● EXERCISE TASKS:
(1) Answer these questions using the text below on human pose prediction:
(a) What rank did the work achieve at the Social Motion Forecasting (SoMoF) Benchmark?
(b) Which loss is used to train the model?
(c) What command trains the model on 3DPW?
(2) Write the next part of the text below on human pose prediction code, picking up after its final sentence.

● SELECTED EXTRACT:
Ranked 3rd at Social Motion Forecasting (SoMoF) Benchmark, a challenge held by Stanford University.
Human pose prediction is defined as predicting the human keypoints locations for future frames, given the observed ones for past frames. It has numerous applications in various fields like autonomous driving. This task can be seen as a fine-grained task while human bounding box prediction deals with more coarse-grained information. The former has been investigated less and here, we modify one of the previously used architectures of bounding box prediction to do a harder task of pose prediction in the SoMoF challenge. The results show the effectiveness of the proposed method in evaluation metrics.
This is the official code for the extended abstract "Towards Human Pose Prediction using the Encoder-Decoder LSTM", accepted and published in "ICCVW 2021"
- Proposed Method
- Results
- Installation
- Dataset
- Training/Validating/Predicting
- Arguments
- Tested Environments
The proposed method is a sequence to sequence LSTM model based on pv-lstm. It takes as input the velocities and the positions of observed past joints and outputs the predicted velocities of the future joints, from which the future positions can be computed. As figure below shows, the model encodes the position and the velocity of each person into a hidden layer which will be used as the initial state for the decoder. Using the encoded state, the decoder takes the velocity of the last observed frame as input and generates the predicted velocity for the first future frame which will be used as the input to the next LSTM cell. To train this model, the l1 loss between the predicted and ground-truth velocities is leveraged.
You can see the comparative results of our model with many different baselines such as zero-vel, SC-MPF and TRiPOD on both PoseTrack and 3DPW down below.
Start by cloning this repositiory:
git clone https://github.com/Armin-Saadat/SoMoF.git
cd decoupled-pose-prediction
Create a virtual environment:
virtualenv myenv
source myenv/bin/activate
And install the dependencies:
pip install -r requirements.txt
- We use the preprocessed posetrack and 3dpw datasets in SoMoF challenge. For easy usage, these datasets are preprocessed. The clean version of dataset is available at /preprocess_csvs.
In order to train the model for posetrack:
python3 -m train_scripts.lstmvel_posetrack
To train the model on 3DPW:
python3 -m train_scripts.lstmvel_3dpw
Model also is validating each epoch on training section.
The output will be the vim and vam values also you can visualize your outpurs using utils/vis.py .
Test the trained network on posetrack:
python -m predict.lstmvel_posetrack.py --load_ckpt=<path_to_saved_snapshot.pth>
Test and predict the trained network on 3dpw:
python -m predict.lstmvel_3dpw.py --load_ckpt=<path_to_saved_snapshot.pth>
where other options are similar to the training.
We also have implemented many other models that you can see in models/ directory. If you want to run those, you have to repeat aforementioned procedure for those models.

● LISTED ENTRIES:

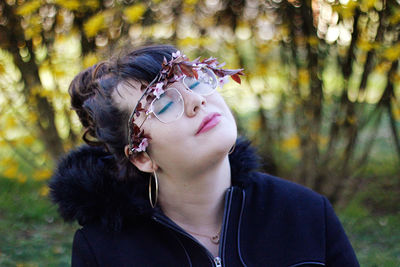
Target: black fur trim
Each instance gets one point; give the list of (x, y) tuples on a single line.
[(86, 189)]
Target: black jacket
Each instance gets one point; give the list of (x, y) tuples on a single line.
[(267, 221)]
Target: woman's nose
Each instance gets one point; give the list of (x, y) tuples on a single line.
[(193, 102)]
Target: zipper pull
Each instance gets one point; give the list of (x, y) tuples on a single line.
[(217, 261)]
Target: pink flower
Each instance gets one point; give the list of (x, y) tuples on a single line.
[(158, 89), (222, 81), (143, 145), (177, 54)]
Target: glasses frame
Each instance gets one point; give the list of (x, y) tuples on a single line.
[(146, 92)]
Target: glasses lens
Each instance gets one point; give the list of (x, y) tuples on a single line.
[(169, 106), (204, 85)]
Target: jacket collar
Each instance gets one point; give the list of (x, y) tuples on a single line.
[(86, 189)]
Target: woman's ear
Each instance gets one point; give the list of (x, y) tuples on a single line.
[(142, 161)]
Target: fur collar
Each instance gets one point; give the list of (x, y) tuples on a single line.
[(85, 188)]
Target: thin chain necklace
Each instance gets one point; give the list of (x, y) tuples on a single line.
[(214, 239)]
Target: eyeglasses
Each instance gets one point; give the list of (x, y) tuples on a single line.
[(169, 106)]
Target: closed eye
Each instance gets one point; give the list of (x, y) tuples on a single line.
[(194, 85), (165, 107)]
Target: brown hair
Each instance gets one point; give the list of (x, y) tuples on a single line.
[(91, 97)]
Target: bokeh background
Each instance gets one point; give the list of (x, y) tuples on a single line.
[(320, 101)]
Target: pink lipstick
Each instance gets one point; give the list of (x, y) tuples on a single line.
[(209, 122)]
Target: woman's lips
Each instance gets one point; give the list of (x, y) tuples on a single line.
[(209, 122)]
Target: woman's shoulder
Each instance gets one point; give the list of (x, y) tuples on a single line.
[(276, 191)]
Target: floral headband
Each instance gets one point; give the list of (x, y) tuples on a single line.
[(171, 71)]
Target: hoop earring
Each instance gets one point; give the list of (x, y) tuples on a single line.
[(150, 197), (232, 149)]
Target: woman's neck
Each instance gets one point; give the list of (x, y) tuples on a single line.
[(196, 201)]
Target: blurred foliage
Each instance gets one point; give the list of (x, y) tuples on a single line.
[(321, 84)]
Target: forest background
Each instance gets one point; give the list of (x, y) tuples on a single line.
[(320, 101)]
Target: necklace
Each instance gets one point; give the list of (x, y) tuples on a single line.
[(214, 239)]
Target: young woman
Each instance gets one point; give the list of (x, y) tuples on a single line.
[(163, 183)]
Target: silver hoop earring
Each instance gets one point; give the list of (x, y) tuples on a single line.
[(232, 149), (150, 193)]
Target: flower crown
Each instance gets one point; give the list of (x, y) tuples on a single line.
[(172, 71)]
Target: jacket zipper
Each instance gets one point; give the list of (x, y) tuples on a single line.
[(217, 261)]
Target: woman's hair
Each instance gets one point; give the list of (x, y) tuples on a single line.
[(91, 97)]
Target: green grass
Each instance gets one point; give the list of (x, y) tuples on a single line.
[(32, 234)]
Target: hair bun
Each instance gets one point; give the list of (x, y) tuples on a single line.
[(82, 88)]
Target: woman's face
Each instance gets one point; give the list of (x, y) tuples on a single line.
[(202, 136)]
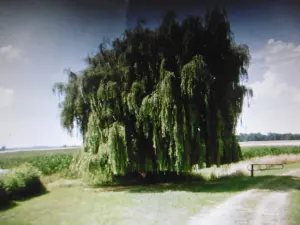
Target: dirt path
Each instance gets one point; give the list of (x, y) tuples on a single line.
[(253, 207)]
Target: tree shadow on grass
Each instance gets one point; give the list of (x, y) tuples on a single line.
[(10, 205), (226, 184)]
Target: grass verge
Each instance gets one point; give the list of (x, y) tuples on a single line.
[(252, 152)]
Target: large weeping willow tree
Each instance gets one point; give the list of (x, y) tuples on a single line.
[(160, 100)]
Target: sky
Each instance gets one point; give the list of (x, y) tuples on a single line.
[(39, 39)]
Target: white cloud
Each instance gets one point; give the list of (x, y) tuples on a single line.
[(9, 53), (276, 103), (6, 97)]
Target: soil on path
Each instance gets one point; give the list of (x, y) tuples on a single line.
[(253, 207)]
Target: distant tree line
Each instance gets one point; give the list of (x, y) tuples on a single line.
[(267, 137)]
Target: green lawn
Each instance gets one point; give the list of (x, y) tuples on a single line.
[(150, 204), (294, 208), (79, 206)]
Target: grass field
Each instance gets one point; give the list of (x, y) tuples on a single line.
[(74, 203), (151, 204)]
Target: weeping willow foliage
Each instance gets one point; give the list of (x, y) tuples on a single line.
[(160, 100)]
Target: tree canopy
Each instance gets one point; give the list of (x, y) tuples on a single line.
[(162, 99)]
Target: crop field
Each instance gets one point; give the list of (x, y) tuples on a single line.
[(47, 161)]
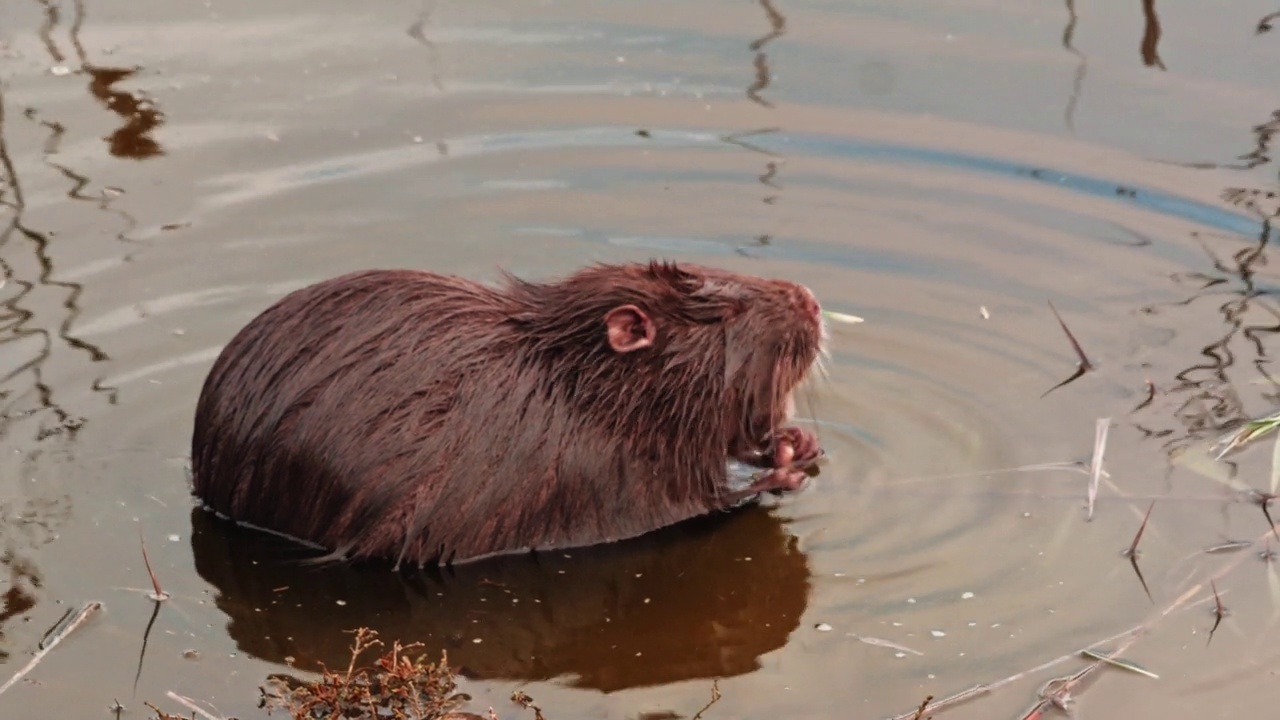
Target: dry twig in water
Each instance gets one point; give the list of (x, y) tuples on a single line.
[(65, 627), (1100, 446), (159, 595)]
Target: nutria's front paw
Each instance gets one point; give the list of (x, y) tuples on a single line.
[(795, 449)]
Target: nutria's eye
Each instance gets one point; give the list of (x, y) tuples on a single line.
[(629, 328)]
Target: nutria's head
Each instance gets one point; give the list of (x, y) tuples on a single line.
[(673, 356)]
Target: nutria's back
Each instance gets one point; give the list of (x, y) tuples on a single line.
[(426, 418)]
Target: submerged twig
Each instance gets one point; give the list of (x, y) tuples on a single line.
[(1219, 613), (1132, 552), (1083, 364), (60, 630), (191, 705), (919, 714), (1151, 397)]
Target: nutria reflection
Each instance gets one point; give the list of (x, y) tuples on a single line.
[(700, 600)]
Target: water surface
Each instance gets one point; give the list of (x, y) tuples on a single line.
[(941, 169)]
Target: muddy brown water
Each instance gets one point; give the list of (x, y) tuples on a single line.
[(940, 169)]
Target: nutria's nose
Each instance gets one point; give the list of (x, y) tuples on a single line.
[(805, 302)]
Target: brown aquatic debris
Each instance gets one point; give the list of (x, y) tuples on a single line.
[(924, 705), (394, 686)]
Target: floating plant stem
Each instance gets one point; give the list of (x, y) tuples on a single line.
[(1121, 664)]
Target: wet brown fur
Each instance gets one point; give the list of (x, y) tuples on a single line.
[(430, 419)]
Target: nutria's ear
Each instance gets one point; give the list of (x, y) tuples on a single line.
[(629, 328)]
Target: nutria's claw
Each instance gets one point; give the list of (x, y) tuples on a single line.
[(795, 449)]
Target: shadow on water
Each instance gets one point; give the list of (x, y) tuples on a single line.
[(1148, 48), (702, 600)]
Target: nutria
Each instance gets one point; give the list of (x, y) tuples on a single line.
[(425, 418)]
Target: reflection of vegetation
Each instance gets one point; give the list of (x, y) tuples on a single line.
[(763, 73), (1150, 46)]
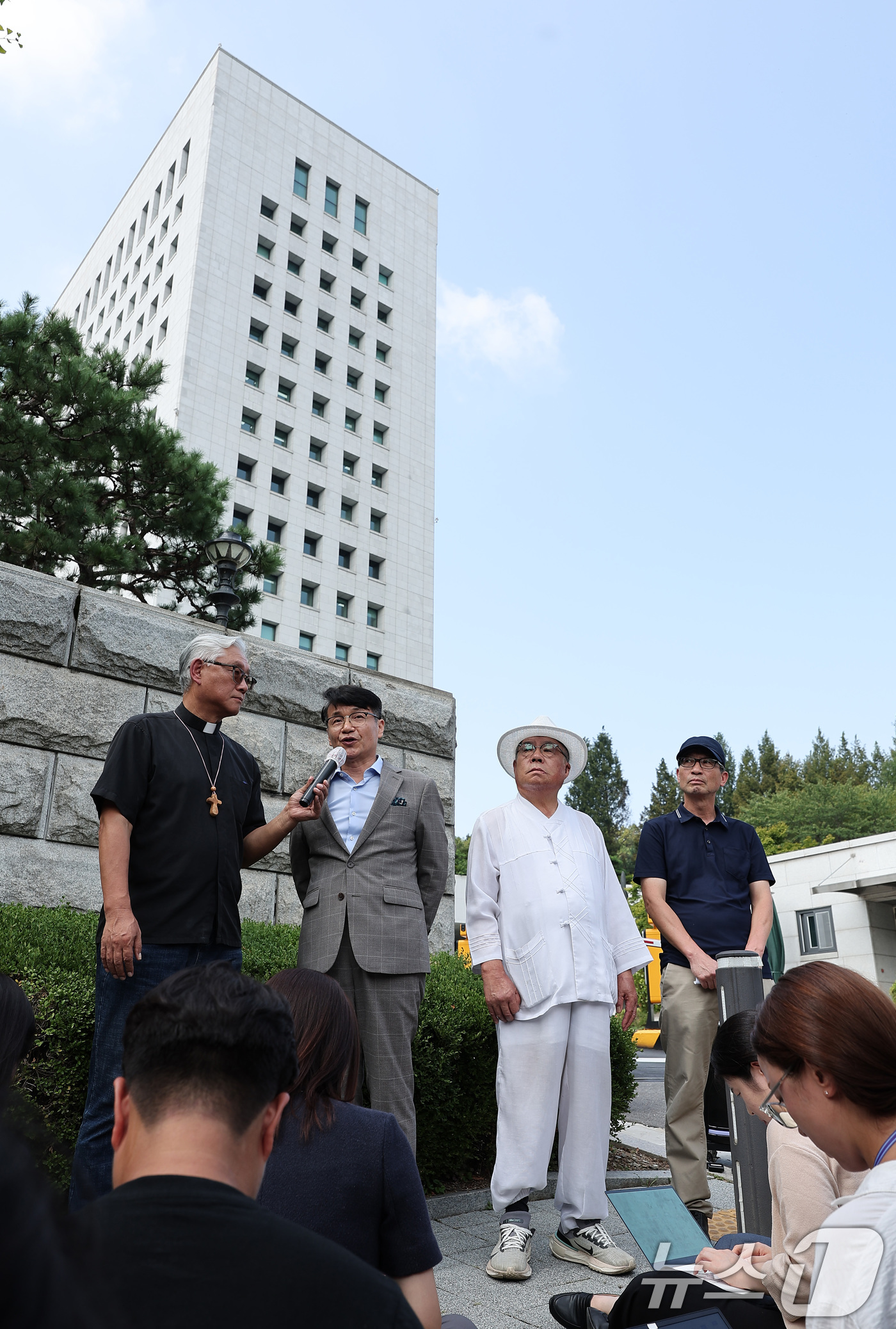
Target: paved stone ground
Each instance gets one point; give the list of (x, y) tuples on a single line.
[(467, 1240)]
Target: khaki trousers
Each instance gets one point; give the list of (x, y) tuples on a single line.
[(687, 1022)]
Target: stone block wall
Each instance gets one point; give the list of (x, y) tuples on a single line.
[(75, 663)]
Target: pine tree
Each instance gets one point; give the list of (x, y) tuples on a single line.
[(601, 791), (665, 794), (92, 484)]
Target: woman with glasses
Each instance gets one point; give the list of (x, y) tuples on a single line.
[(826, 1041), (804, 1184)]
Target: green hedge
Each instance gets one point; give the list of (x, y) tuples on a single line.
[(51, 952)]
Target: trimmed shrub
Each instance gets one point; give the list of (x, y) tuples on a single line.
[(51, 953)]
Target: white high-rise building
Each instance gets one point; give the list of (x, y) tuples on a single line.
[(286, 275)]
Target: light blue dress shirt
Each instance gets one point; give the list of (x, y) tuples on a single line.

● THE RESULTS:
(1)
(a) 3rd
(b) The l1 loss between the predicted and ground-truth velocities
(c) python3 -m train_scripts.lstmvel_3dpw

(2)
This is a description to provide details about arguments of Posepred API. Pospred is an open-source toolbox for pose prediction in PyTorch. It is a part of the VitaLab project.
usage: python -m train_scripts.lstm_vel_posetrack [-h] [--dataset_name] [--dataset_path] [--data_usage]
[--obs_frames_num] [--pred_frames_num] [--keypoint_dim]
[--interactive] [--use_mask] [--skip_num]
[--use_video_once] [--output_name] [--annotaion]
mandatory arguments:
--batch_size size of batch size (int, default=80) (only use in training)
--epochs Number of epochd (int, default=200) (only use in training)
--learning_rate learning_rate (float, default=0.01) (only use in training)
--lr_decay_rate Decay learning rate by <lr_decay_rate> on plataeu (flaot, default=0.25) (only use in training)
--output Number of frames to predict (int, default=14)
--hidden_size Size of hidden layer in LSTM (int, defalut=1000) (only use in training)
--load_ckpt Load model from <load_ckpt> path (use only in prediction)
optional arguments:
-h, --help Show this help message and exit
--num_workers How many workers to use (default=1)
--pin_memory Pin memory or not (default=False)
--device On which device does the training appear (default='cuda')
--n_layers Number of frame to skip between each two used frames (int, default=1) (only use in training)
--name Name of saved snapshot (str, default=None)
--dropout_encoder How much of data should be dropped through training (default=0) (use only in training)
--dropout_pose_decoder How much of pose data should be dropped in pose decoder through training (default=0) (only use in training)
--dropout_mask_decoder How much of mask data should be dropped in mask decoder through training (default=0) (only use in training)
-- save_folder To which folder should model weight be saved (only use in training)
-- save_freq Every <save_freq> epochs save the model (only use in training)
Example for predictiong:
python3 -m predict.lstmvel_posetrack --load_ckpt="../snapshots/lstm_vel_epoch250.pth"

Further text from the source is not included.